* BRIEF:
Copy the data exactly; pictures stay out of the copy.

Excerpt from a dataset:

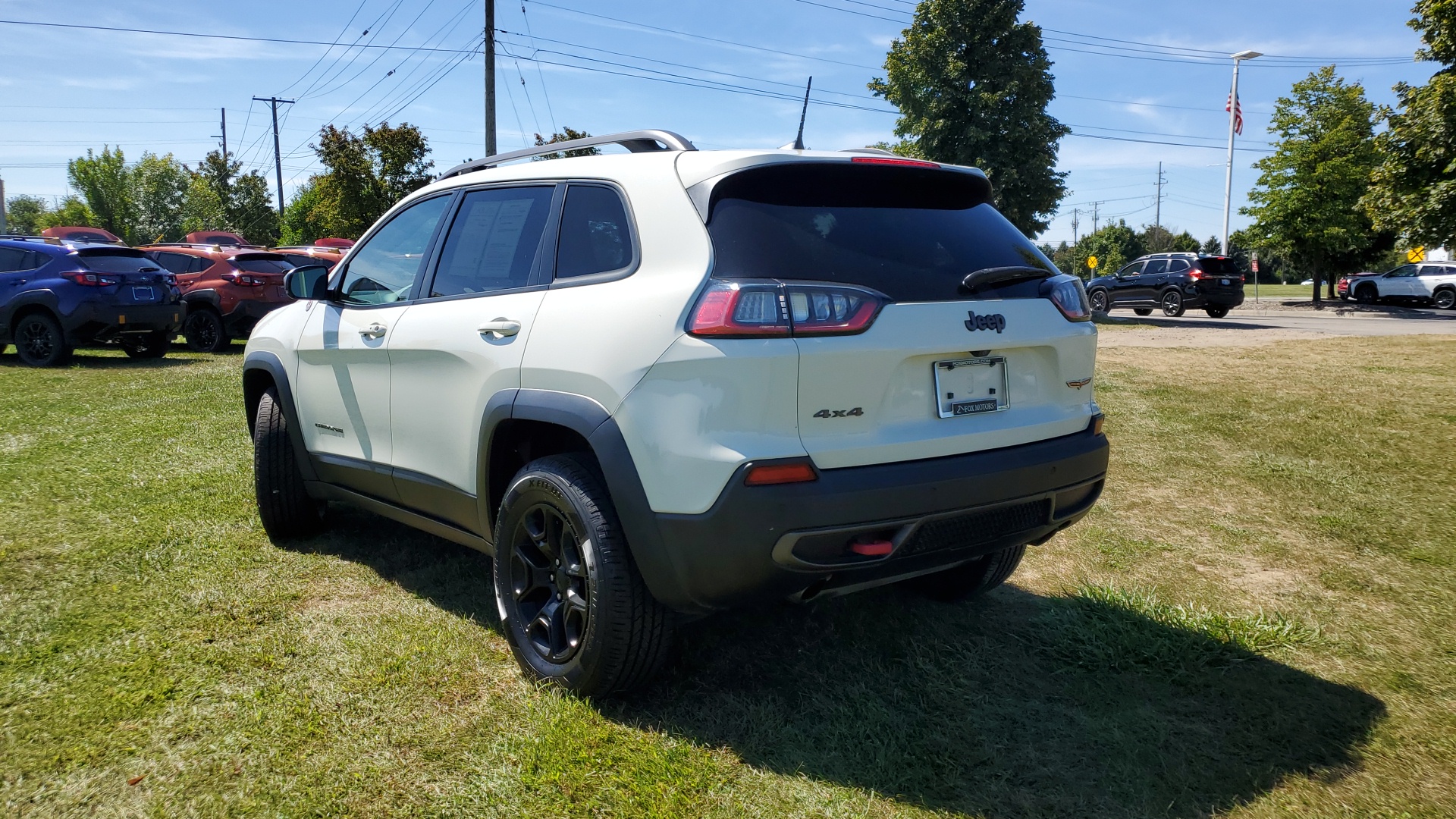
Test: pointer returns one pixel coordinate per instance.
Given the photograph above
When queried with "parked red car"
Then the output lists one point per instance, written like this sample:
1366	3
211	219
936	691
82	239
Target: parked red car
226	289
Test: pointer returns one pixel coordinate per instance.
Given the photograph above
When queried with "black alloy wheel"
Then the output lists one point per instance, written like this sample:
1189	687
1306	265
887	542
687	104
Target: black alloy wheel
149	346
549	585
1172	303
39	341
204	331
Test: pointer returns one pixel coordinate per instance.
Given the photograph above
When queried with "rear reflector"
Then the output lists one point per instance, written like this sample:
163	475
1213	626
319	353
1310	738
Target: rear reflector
770	474
893	161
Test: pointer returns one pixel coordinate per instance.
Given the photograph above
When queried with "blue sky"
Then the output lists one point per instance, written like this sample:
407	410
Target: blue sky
726	74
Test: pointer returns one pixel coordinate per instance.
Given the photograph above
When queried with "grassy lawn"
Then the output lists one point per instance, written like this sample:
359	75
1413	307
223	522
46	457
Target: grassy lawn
1257	621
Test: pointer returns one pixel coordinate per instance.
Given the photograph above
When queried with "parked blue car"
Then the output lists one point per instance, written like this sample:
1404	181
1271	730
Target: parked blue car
58	295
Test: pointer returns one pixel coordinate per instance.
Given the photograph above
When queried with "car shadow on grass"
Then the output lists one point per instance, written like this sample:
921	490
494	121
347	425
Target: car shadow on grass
1012	706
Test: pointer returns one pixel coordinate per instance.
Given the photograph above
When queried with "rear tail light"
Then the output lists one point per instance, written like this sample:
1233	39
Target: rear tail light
783	309
88	279
246	280
1069	297
770	474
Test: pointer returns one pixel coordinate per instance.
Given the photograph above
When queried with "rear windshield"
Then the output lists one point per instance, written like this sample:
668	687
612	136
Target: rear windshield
1219	267
121	260
261	262
910	234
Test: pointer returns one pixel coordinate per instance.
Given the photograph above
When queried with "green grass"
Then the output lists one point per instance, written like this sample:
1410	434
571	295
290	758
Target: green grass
1256	621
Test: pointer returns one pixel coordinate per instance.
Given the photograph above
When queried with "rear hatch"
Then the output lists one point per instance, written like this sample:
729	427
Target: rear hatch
127	276
943	369
1220	278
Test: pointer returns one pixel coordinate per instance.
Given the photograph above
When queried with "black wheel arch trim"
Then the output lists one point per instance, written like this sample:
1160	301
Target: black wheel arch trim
261	369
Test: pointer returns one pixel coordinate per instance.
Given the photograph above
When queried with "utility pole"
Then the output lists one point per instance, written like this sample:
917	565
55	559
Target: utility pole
274	102
1158	210
223	136
490	77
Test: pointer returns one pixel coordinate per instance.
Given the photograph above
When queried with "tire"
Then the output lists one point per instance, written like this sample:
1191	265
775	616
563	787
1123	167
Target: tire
971	579
150	346
1172	302
573	605
204	331
39	341
283	504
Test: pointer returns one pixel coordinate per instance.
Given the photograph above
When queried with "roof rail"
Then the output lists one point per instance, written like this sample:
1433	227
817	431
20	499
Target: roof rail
635	142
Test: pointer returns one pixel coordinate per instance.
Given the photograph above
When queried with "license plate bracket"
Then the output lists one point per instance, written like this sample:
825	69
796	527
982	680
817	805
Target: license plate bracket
970	387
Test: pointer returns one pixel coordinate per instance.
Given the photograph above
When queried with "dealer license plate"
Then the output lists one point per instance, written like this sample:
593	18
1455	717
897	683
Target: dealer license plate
970	387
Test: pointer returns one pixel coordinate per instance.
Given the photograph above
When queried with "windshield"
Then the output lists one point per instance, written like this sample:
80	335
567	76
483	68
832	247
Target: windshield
909	234
118	261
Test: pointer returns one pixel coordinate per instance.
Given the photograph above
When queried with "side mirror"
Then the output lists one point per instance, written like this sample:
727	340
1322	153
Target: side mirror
308	283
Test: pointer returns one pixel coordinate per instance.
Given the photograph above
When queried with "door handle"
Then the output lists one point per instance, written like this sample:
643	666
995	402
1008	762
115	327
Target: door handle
500	328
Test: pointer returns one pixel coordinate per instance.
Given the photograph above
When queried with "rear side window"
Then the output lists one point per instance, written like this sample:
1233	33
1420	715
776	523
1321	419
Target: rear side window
259	262
118	261
910	234
595	232
492	241
1219	267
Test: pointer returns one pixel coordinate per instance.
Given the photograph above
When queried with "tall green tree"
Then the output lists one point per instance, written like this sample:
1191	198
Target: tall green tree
366	175
1414	188
973	86
104	183
1307	203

* THE SOLUTION:
Test: pointer returns one pixel coordinate per instance.
Given the photograph above
When queried with "parked red car"
Then the output lists one point per instance, written like this sample:
1366	3
211	219
936	691
82	239
Target: parked red car
226	289
Test: pointer returns one pixel coordinate per instance.
Given the photograph above
When queried with "black alloy wheel"
Then the output lists one point per instance, written like this sample:
1189	687
1306	265
887	542
687	104
Target: black alloy wheel
149	346
549	585
1172	303
39	341
204	331
Test: pointer returns one pixel coordinate per instance.
Given the photograph above
When queried with "rear reflector"
Then the output lists one point per instance, written like this sample:
163	475
1213	626
319	353
1310	738
Target: rear reflector
770	474
893	161
Test: pointer returns one pixel coordinate per instance.
Given the photograph above
When queried with "blue sky"
Then the output lists one point per instance, written like this sample:
407	410
Target: blue sky
726	74
Test: pointer returns one pixel coordinate per instance.
Given the photograph above
When queried with "grassy lawn"
Then the output lists one point per instance, written like this sample:
359	75
1413	307
223	522
46	457
Target: grassy lawn
1257	621
Test: pointer returns one pixel coordinate per instance.
Given the photograph above
When queried with "parked blue car"
Then the output lists one point per instance, written like this sample:
1404	181
1271	730
Target: parked blue car
58	295
Test: pointer returns one pixel coordinate per instance.
Given the photograph above
When queried with "car shadow on grass"
Then the output lists one point per instance, written like this sample:
921	490
494	121
347	425
Target: car shadow on grass
1012	706
Test: pointer returns one pixel coordinate per instance.
Given the photograph above
When queried with "rear tail light"
Then the output lists one point per instance, written like this sample:
1233	39
Target: rear tail light
783	309
88	279
246	280
1069	297
770	474
Test: pointer returns one pixel coordinate per instance.
Given the photograph above
When queried with "rear windshield"
Then the output lists one point per instance, written like this sample:
668	687
612	136
Target: rear windshield
1219	267
121	260
261	262
910	234
Test: pointer returns one pixel coordinate per instance.
Given the photograph above
When queried with "green grass"
Then the output lists one point per instance, written like this sample:
1410	434
571	295
290	758
Target: green grass
1256	621
Test: pointer returns one pixel coordinate per instance.
Given the photograph above
When queried with "rear hatch"
Then the output lists one point per instance, written like this sample:
729	427
Target: rear hatch
127	276
943	369
1220	278
Test: pointer returns one pixel coordinate per instance.
Given the photograph above
When queried with "black wheel arch trim"
Then the output lists one point per instance, written like this sample:
1160	301
Target: black wheel arch trim
261	369
Test: pointer returns one pixel coordinate per instance.
Given the photograph above
When queried with "utility pole"
Then the output lists one point per instance, written like this sample:
917	565
55	559
Target: utility pole
274	102
1158	210
223	136
490	77
Test: pointer returns one pixel coordinate per instance.
Given the photograph above
When queried with "tire"
Then the output lists one point per instance, written like this sample:
1191	265
775	616
563	787
1123	167
Target: tire
971	579
150	346
1172	302
573	605
204	331
39	341
283	504
Test: pointer returns one pixel coordinate per instance.
Given the photograph above
When queried with "roof rail"
Then the output lists one point per instance, written like this sample:
1433	227
817	431
20	499
Target: roof rail
635	142
Test: pointer returns one pixel coordinate per instance.
Given the photograph above
When queried with "license plate bracket"
Then the output lists one point per instance, written like this sample:
825	69
796	527
982	680
817	805
Target: license plate bracket
970	387
Test: pointer returns one pixel coordinate per instance.
Given the photograph above
When queried with "dealer license plate"
Then the output lists one point per instance, written like this sample:
593	18
1455	717
897	683
Target: dealer license plate
970	387
Test: pointer returns one pixel coordinate per instance.
Given the photograph above
When queried with "windshield"
Then the output lists one point per instance, written like this sample:
80	335
567	76
483	68
832	247
Target: windshield
909	234
118	261
Test: pointer returns one pixel coordinate per instance.
Given the photograph above
When queried with "side mirror"
Then the output lists one point per instance, written like this sample:
727	340
1322	153
Target: side mirror
308	283
Test: pointer returns one pixel coordinate per instance.
Given the photograph above
When queried with "door handle"
Then the output lists one point per instance, written like this sample:
643	666
995	402
1008	762
115	327
Target: door handle
500	328
Test: pointer returns one pixel coordinate per instance.
Given the photograph above
When queried with "rear side window"
Then the output lists one point per instance, written like this sample:
1233	33
1420	715
776	523
1321	419
Target: rear side window
259	262
118	261
910	234
595	232
492	241
1219	267
Test: pointer returns one pixel coordinate per instance.
Given the photograph above
When queried with "tall green tree"
Then the output lists one point per instance, written like this sample:
1191	198
Target: tall green tree
366	175
1414	188
973	86
104	183
1307	203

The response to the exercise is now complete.